## Assigned task
Each line below with the string "grass" should be copied.
:: Data
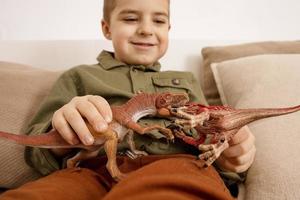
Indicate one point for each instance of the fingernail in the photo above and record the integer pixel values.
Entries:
(89, 140)
(101, 127)
(108, 119)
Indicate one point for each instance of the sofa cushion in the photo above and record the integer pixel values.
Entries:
(222, 53)
(267, 81)
(22, 89)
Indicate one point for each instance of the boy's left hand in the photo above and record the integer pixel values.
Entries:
(240, 154)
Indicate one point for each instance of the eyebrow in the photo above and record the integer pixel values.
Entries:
(129, 11)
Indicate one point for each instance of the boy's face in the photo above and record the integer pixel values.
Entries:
(139, 30)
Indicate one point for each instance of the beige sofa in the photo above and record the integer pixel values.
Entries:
(250, 75)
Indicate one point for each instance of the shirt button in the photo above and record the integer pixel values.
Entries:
(175, 81)
(139, 91)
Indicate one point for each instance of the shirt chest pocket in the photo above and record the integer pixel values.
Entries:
(171, 84)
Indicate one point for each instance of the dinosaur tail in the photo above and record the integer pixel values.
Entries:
(241, 117)
(48, 140)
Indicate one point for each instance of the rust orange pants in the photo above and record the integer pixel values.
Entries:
(175, 177)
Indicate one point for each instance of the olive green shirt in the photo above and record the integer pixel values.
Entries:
(116, 82)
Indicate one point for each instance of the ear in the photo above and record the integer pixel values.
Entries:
(106, 29)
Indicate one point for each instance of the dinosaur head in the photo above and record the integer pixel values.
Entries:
(168, 99)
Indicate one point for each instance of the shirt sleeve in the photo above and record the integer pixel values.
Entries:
(62, 92)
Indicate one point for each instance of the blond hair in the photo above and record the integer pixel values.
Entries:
(109, 6)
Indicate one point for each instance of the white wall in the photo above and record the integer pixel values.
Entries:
(193, 19)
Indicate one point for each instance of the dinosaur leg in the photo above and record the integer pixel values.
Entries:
(110, 147)
(83, 154)
(189, 119)
(133, 149)
(212, 151)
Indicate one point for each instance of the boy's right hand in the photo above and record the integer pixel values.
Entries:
(70, 120)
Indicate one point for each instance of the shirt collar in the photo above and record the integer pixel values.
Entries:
(107, 61)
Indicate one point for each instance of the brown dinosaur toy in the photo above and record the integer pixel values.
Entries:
(216, 125)
(124, 122)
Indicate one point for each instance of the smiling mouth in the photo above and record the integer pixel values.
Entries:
(143, 44)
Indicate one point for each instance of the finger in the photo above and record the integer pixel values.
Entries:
(60, 124)
(240, 149)
(226, 165)
(243, 159)
(91, 113)
(240, 136)
(76, 121)
(103, 107)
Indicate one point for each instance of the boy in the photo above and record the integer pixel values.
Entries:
(139, 33)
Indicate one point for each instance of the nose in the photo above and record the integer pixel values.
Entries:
(145, 28)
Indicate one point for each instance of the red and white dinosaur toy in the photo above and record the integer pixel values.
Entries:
(216, 125)
(124, 122)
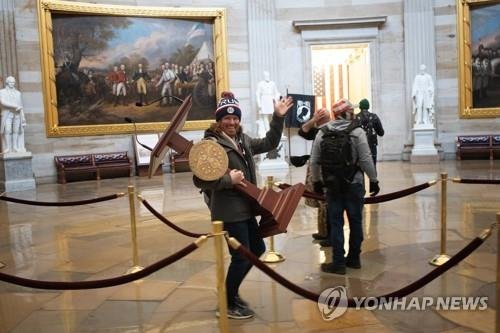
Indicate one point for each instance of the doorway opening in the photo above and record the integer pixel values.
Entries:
(340, 71)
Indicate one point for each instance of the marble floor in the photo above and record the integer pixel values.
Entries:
(94, 242)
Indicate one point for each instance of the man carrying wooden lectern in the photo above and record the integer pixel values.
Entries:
(231, 206)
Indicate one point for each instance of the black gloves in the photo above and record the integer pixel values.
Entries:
(318, 187)
(374, 189)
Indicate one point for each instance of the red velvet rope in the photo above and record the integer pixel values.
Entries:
(62, 203)
(477, 181)
(473, 245)
(56, 285)
(369, 200)
(167, 222)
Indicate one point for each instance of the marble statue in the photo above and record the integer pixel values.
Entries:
(267, 93)
(423, 98)
(13, 120)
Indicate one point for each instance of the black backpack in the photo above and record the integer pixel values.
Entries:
(337, 165)
(366, 122)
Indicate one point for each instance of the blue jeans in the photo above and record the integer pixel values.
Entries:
(352, 202)
(247, 234)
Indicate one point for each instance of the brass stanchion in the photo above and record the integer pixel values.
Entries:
(498, 274)
(441, 258)
(218, 233)
(272, 256)
(133, 228)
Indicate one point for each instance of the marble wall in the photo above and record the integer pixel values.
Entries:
(389, 88)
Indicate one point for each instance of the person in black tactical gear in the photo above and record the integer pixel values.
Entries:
(372, 125)
(340, 154)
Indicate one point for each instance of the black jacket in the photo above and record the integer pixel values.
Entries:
(226, 203)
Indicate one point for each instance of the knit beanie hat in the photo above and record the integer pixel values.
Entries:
(228, 105)
(341, 107)
(364, 104)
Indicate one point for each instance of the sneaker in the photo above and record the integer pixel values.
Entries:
(353, 263)
(331, 268)
(325, 243)
(241, 302)
(237, 312)
(317, 236)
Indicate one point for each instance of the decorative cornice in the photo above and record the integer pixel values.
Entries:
(374, 21)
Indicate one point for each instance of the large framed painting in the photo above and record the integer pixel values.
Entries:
(102, 63)
(479, 58)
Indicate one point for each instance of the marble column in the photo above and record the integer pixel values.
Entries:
(419, 49)
(8, 53)
(263, 57)
(16, 172)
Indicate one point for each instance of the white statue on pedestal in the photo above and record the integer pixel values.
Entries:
(13, 120)
(267, 93)
(423, 98)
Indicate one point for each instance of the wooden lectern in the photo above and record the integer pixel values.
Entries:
(277, 208)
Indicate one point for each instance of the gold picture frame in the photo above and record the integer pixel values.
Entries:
(477, 25)
(81, 88)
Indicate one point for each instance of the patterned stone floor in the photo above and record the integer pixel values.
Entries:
(94, 242)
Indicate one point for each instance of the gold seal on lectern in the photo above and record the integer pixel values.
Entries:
(208, 160)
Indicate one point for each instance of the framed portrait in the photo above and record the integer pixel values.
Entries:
(102, 63)
(479, 58)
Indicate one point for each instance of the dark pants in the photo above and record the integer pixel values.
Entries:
(246, 233)
(373, 150)
(352, 202)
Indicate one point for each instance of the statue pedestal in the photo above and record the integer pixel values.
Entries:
(16, 173)
(424, 150)
(274, 159)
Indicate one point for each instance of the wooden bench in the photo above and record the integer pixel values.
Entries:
(478, 147)
(93, 165)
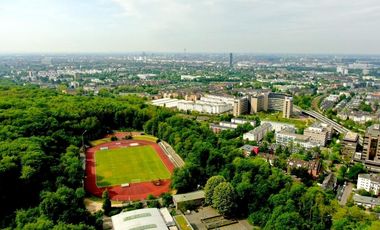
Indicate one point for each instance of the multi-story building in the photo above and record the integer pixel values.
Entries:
(317, 133)
(259, 102)
(350, 144)
(225, 125)
(288, 107)
(368, 202)
(258, 133)
(278, 126)
(286, 137)
(313, 167)
(369, 182)
(371, 145)
(242, 121)
(241, 106)
(264, 101)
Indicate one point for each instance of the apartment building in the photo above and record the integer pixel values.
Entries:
(285, 137)
(264, 101)
(369, 182)
(350, 144)
(317, 133)
(258, 133)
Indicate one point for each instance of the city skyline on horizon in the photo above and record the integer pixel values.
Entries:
(287, 27)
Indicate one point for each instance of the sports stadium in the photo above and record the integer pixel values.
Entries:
(129, 169)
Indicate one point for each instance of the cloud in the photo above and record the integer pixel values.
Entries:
(344, 26)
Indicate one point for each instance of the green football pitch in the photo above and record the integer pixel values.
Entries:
(128, 165)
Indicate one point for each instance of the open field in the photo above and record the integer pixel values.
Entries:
(277, 116)
(183, 224)
(145, 138)
(128, 165)
(100, 141)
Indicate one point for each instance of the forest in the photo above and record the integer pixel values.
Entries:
(41, 174)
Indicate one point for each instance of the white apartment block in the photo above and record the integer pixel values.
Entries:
(285, 137)
(278, 126)
(317, 133)
(369, 182)
(242, 121)
(258, 133)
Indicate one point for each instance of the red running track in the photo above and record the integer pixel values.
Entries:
(135, 191)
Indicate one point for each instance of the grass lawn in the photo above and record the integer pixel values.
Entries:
(100, 141)
(277, 116)
(181, 221)
(145, 138)
(129, 164)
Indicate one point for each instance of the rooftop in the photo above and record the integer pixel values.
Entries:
(189, 196)
(366, 200)
(372, 177)
(351, 136)
(373, 130)
(141, 219)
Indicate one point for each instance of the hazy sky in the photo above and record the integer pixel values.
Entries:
(257, 26)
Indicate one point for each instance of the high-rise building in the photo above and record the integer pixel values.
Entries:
(317, 133)
(371, 146)
(241, 106)
(231, 61)
(350, 143)
(288, 107)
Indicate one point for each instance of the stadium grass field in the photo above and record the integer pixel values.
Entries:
(128, 165)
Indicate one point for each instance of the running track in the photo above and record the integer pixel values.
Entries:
(136, 191)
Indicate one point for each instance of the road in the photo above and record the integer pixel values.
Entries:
(320, 117)
(346, 194)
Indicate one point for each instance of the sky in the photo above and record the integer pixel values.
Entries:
(249, 26)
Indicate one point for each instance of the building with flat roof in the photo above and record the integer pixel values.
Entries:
(285, 137)
(278, 126)
(149, 218)
(371, 146)
(366, 201)
(317, 133)
(350, 144)
(255, 102)
(225, 125)
(313, 167)
(196, 198)
(288, 107)
(258, 133)
(241, 106)
(369, 182)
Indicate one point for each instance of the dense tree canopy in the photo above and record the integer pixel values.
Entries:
(40, 164)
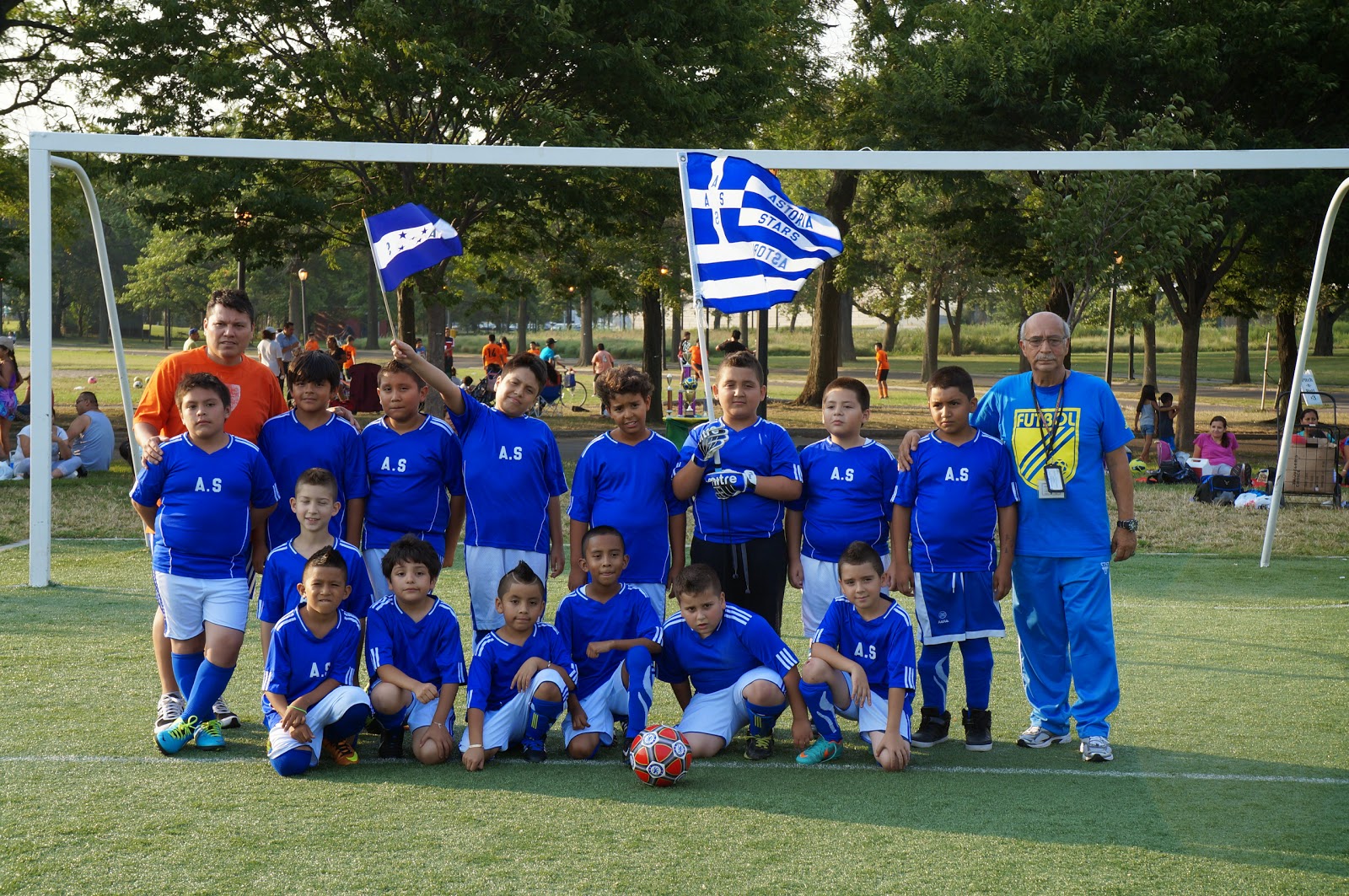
::::
## Problem solution
Indicate one point for each instance of the grass lawn in the photo above and record the integer pixel values.
Indicate one point for each instance of the stadium grass field in the photo above and record the integer pixel values.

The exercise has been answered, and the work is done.